═══ ROWS

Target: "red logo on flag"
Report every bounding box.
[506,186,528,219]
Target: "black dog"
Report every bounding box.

══════

- [WHAT YOU SHOULD DO]: Format the data above as a Markdown table with two columns, "Row" for the line number and "Entry" for the line itself, leaving out any blank lines.

- [TASK SOLUTION]:
| Row | Entry |
|---|---|
| 1 | Target: "red logo on flag" |
| 2 | Report every bounding box. |
| 3 | [506,186,528,219] |
| 4 | Target: "black dog" |
| 5 | Report every bounding box. |